- Document segment -
* * *

Fix wrong results for queries of type NOT (select <>)

For queries of the form "NOT (subselect)", planner lost the "NOT" operator
during the initial pull-up in pull_up_sublinks_qual_recurse() which resulted in
incorrect filter and hence wrong results. Inside
pull_up_sublinks_qual_recurse(), when a qual contains NOT, we check if sublink
type is any one of these: EXISTS, ANY or ALL, and invoke appropriate sublink
pull up routines. In case of qual of the form "NOT (SELECT <>)" the sublink
type is EXPR; hence we recurse into the argument of NOT; at which point we
lose the information about NOT operator.

* * *

- Required work -
[A] In the bug-fix note, what sublink type does a qual of the form "NOT (SELECT <>)" have?
[B] Quote the bug-fix note from the words containing "For queries of the" through the words "about NOT operator.".

* * *

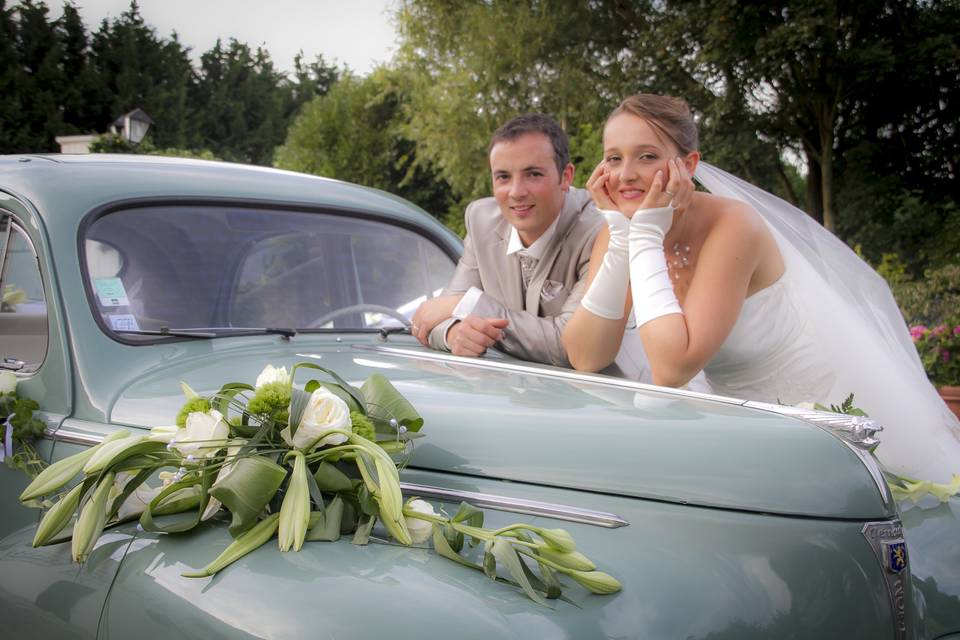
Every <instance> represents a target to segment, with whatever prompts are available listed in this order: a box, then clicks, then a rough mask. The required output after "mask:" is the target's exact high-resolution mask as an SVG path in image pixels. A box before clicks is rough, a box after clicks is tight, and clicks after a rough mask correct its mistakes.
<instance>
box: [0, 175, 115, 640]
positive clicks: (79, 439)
mask: <svg viewBox="0 0 960 640" xmlns="http://www.w3.org/2000/svg"><path fill="white" fill-rule="evenodd" d="M54 231H58V230H57V229H54ZM61 231H62V230H61ZM65 232H66V233H74V232H75V231H74V230H73V229H70V230H66V231H65ZM55 264H56V263H55V260H54V257H53V256H51V255H50V254H49V251H48V244H47V240H46V235H45V229H44V225H43V224H42V221H41V220H40V218H39V216H37V215H36V212H35V211H34V210H33V209H32V207H30V206H29V205H28V204H26V203H24V202H23V201H21V200H18V199H16V198H14V197H12V196H10V195H8V194H5V193H3V192H2V191H0V265H2V269H0V291H5V292H7V293H8V296H7V302H6V303H5V304H4V305H3V309H2V311H0V367H2V369H3V370H8V371H14V373H15V374H16V376H17V392H18V394H19V395H22V396H26V397H29V398H33V399H34V400H36V401H37V402H38V403H39V404H40V412H39V417H40V418H41V419H42V420H44V422H45V423H46V433H45V436H44V437H43V438H41V439H40V440H38V441H36V442H35V443H34V446H35V447H36V450H37V452H38V454H39V455H40V457H41V458H43V459H44V460H46V461H53V460H56V459H60V458H63V457H66V456H68V455H71V454H73V453H76V452H77V451H79V450H80V447H83V446H89V445H88V444H86V443H84V442H83V440H82V439H80V438H78V437H64V436H63V435H62V434H59V433H58V431H60V430H61V426H62V425H63V424H64V422H65V421H68V416H69V415H70V413H71V409H72V404H73V399H72V391H71V389H72V375H71V369H70V363H71V358H70V353H69V350H68V347H67V344H68V342H67V340H66V338H67V336H66V327H67V323H66V322H65V320H64V314H63V309H62V306H61V302H60V297H59V295H58V290H57V277H56V271H55V268H54V267H55ZM67 268H69V265H67ZM73 268H76V267H73ZM29 481H30V478H29V477H28V476H27V475H26V474H25V473H24V472H23V471H22V470H19V469H15V468H13V467H11V466H9V465H7V464H4V463H0V619H2V620H4V637H11V638H50V639H53V638H64V639H66V638H71V639H73V638H93V637H96V633H97V627H98V624H99V619H100V612H101V610H102V609H103V605H104V602H105V601H106V596H107V593H108V591H109V588H110V585H111V584H112V582H113V579H114V576H115V574H116V571H117V568H118V567H119V561H120V559H121V558H122V551H123V550H125V549H126V546H127V544H128V542H129V536H124V535H123V534H119V533H111V534H109V535H107V536H105V537H104V538H103V539H102V540H101V541H100V542H99V543H98V545H97V548H96V550H95V551H94V553H93V554H91V557H90V559H89V560H88V561H87V563H86V564H84V565H83V566H78V565H77V564H75V563H73V562H72V560H71V557H70V545H69V543H67V544H55V545H51V546H47V547H40V548H36V549H35V548H33V547H32V545H31V541H32V539H33V536H34V533H35V530H36V524H37V522H38V520H39V518H40V515H41V513H42V512H41V511H40V510H39V509H28V508H26V507H24V506H23V505H21V504H20V501H19V495H20V493H21V492H22V491H23V489H24V488H25V487H26V486H27V484H28V483H29ZM118 549H119V550H120V552H119V553H118V552H117V551H118Z"/></svg>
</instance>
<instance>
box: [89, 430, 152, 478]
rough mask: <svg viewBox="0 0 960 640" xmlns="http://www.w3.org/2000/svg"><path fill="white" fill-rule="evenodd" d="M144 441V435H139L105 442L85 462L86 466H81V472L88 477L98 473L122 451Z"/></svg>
mask: <svg viewBox="0 0 960 640" xmlns="http://www.w3.org/2000/svg"><path fill="white" fill-rule="evenodd" d="M146 439H147V437H146V436H145V435H142V434H140V435H135V436H127V437H126V438H120V439H119V440H114V441H111V442H105V443H104V445H103V447H101V448H100V449H99V450H98V451H97V452H96V453H94V454H93V456H91V457H90V459H89V460H87V464H85V465H83V472H84V473H85V474H87V475H88V476H91V475H94V474H97V473H100V472H101V471H103V470H104V469H105V468H107V467H108V466H110V464H112V463H113V461H114V460H116V459H117V458H119V457H120V456H121V455H122V454H123V452H124V451H126V450H127V449H129V448H130V447H132V446H134V445H136V444H139V443H141V442H143V441H144V440H146Z"/></svg>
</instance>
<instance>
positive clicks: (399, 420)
mask: <svg viewBox="0 0 960 640" xmlns="http://www.w3.org/2000/svg"><path fill="white" fill-rule="evenodd" d="M360 390H361V391H362V392H363V397H364V398H365V399H366V401H367V404H368V405H369V406H370V407H371V409H370V411H368V412H367V415H368V416H369V417H370V419H371V420H373V423H374V425H375V426H376V428H377V431H378V432H380V433H388V434H391V435H394V436H395V435H396V430H395V429H393V428H392V427H391V426H390V419H391V418H393V419H395V420H396V421H397V423H398V424H401V425H403V426H404V427H406V428H407V430H408V431H412V432H414V433H415V432H417V431H419V430H420V427H422V426H423V418H421V417H420V414H419V413H417V410H416V409H414V408H413V405H411V404H410V403H409V402H408V401H407V399H406V398H404V397H403V395H402V394H401V393H400V392H399V391H397V390H396V388H395V387H394V386H393V385H392V384H391V383H390V381H389V380H387V378H386V377H385V376H384V375H383V374H381V373H374V374H373V375H371V376H370V377H369V378H367V380H366V382H364V383H363V386H362V387H361V388H360Z"/></svg>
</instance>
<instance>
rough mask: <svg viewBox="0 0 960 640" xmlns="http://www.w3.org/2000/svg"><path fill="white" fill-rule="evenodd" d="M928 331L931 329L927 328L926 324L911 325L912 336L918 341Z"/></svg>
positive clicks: (914, 338)
mask: <svg viewBox="0 0 960 640" xmlns="http://www.w3.org/2000/svg"><path fill="white" fill-rule="evenodd" d="M927 331H929V329H927V327H925V326H924V325H922V324H915V325H913V326H912V327H910V337H911V338H912V339H913V341H914V342H916V341H917V340H919V339H920V338H922V337H923V335H924V334H925V333H926V332H927Z"/></svg>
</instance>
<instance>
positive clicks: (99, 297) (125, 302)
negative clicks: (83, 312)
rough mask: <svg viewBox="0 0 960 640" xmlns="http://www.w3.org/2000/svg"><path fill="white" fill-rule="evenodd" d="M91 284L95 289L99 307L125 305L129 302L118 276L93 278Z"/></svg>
mask: <svg viewBox="0 0 960 640" xmlns="http://www.w3.org/2000/svg"><path fill="white" fill-rule="evenodd" d="M93 285H94V286H95V287H96V289H97V298H98V299H99V300H100V306H101V307H125V306H127V305H129V304H130V300H129V299H128V298H127V292H126V290H125V289H124V288H123V281H122V280H120V278H94V280H93Z"/></svg>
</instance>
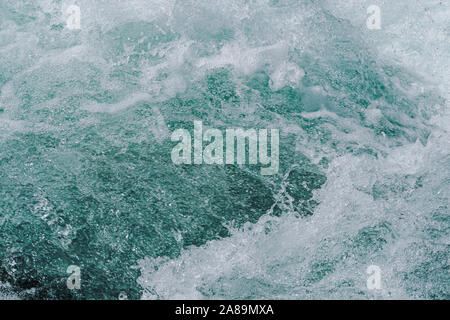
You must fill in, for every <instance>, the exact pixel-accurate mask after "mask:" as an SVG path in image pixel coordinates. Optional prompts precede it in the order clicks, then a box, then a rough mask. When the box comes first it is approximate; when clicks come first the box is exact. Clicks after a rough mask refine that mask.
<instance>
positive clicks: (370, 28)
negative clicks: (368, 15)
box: [366, 4, 381, 30]
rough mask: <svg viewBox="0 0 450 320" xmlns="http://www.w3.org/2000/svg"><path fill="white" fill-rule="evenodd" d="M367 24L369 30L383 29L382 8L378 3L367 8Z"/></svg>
mask: <svg viewBox="0 0 450 320" xmlns="http://www.w3.org/2000/svg"><path fill="white" fill-rule="evenodd" d="M367 14H368V15H369V16H368V17H367V21H366V25H367V29H369V30H380V29H381V9H380V7H379V6H377V5H374V4H373V5H371V6H369V7H368V8H367Z"/></svg>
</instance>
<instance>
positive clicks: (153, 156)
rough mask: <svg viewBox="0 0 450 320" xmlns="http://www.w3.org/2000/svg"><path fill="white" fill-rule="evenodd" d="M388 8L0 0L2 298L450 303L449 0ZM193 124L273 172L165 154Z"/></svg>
mask: <svg viewBox="0 0 450 320" xmlns="http://www.w3.org/2000/svg"><path fill="white" fill-rule="evenodd" d="M378 2H379V3H378V5H379V6H380V7H381V17H382V28H381V30H369V29H367V27H366V17H367V14H366V8H367V7H368V6H369V5H371V4H373V3H372V2H371V1H356V0H354V1H331V0H330V1H326V0H323V1H320V0H316V1H306V0H305V1H298V0H297V1H293V0H253V1H251V0H247V1H246V0H227V1H226V2H225V1H218V0H208V1H206V0H195V1H194V0H184V1H177V0H149V1H144V0H130V1H119V0H108V1H106V0H105V1H103V0H97V1H87V0H78V1H73V2H72V1H60V0H37V1H30V0H26V1H25V0H22V1H16V0H15V1H12V0H0V147H1V148H0V169H1V170H0V232H1V238H0V283H2V284H3V285H0V297H18V298H23V299H36V298H42V299H69V298H73V299H117V298H118V297H119V294H120V293H125V294H126V295H127V297H128V298H130V299H140V298H143V299H173V298H180V299H199V298H206V299H217V298H229V299H238V298H242V299H244V298H245V299H266V298H272V299H317V298H325V299H336V298H338V299H339V298H346V299H391V298H401V299H416V298H426V299H448V298H449V291H450V281H449V254H450V242H449V240H450V238H449V232H450V218H449V190H450V188H449V186H450V169H449V168H450V153H449V150H450V149H449V148H450V143H449V141H450V139H449V137H450V134H449V130H450V127H449V123H450V108H449V104H448V97H449V94H450V91H449V88H450V83H449V82H450V78H449V76H448V75H449V74H450V56H449V52H450V50H449V49H450V47H449V39H450V24H449V21H450V20H449V16H450V7H449V4H448V2H445V1H435V0H426V1H415V0H414V1H411V0H408V1H406V0H402V1H378ZM73 3H75V4H77V5H78V6H79V7H80V10H81V29H80V30H69V29H68V28H66V20H65V19H66V17H64V15H63V11H62V9H63V8H65V7H66V6H67V5H70V4H73ZM196 120H201V121H203V124H204V126H207V127H212V128H219V129H222V130H225V129H227V128H235V127H243V128H254V129H262V128H277V129H279V130H280V170H279V173H278V174H277V175H273V176H262V175H261V174H260V170H259V167H258V166H233V165H226V166H211V165H182V166H179V165H175V164H173V163H172V161H171V158H170V154H171V150H172V148H173V147H174V143H173V142H172V141H171V139H170V135H171V133H172V132H173V131H175V130H176V129H178V128H183V129H188V130H192V127H193V121H196ZM70 265H77V266H79V267H80V269H81V290H69V289H68V288H67V286H66V280H67V277H68V276H69V275H68V274H67V273H66V270H67V267H68V266H70ZM369 265H377V266H379V267H380V269H381V279H382V288H381V289H379V290H369V289H368V288H367V286H366V280H367V278H368V275H367V274H366V269H367V267H368V266H369Z"/></svg>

* * *

- Set of answers -
[A] EXPR

[B]
For queries of the form "NOT (subselect)", planner lost the "NOT" operator
during the initial pull-up in pull_up_sublinks_qual_recurse() which resulted in
incorrect filter and hence wrong results. Inside
pull_up_sublinks_qual_recurse(), when a qual contains NOT, we check if sublink
type is any one of these: EXISTS, ANY or ALL, and invoke appropriate sublink
pull up routines. In case of qual of the form "NOT (SELECT <>)" the sublink
type is EXPR; hence we recurse into the argument of NOT; at which point we
lose the information about NOT operator.